** begin Extracted information **

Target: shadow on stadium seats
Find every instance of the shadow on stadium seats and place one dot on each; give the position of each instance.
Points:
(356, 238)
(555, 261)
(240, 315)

** end Extracted information **

Copy the whole listing above word for word, including every point.

§ Answer below:
Target: shadow on stadium seats
Find every instance of the shadow on stadium seats and place one dot on each; give the position of each instance.
Points:
(356, 238)
(555, 261)
(240, 315)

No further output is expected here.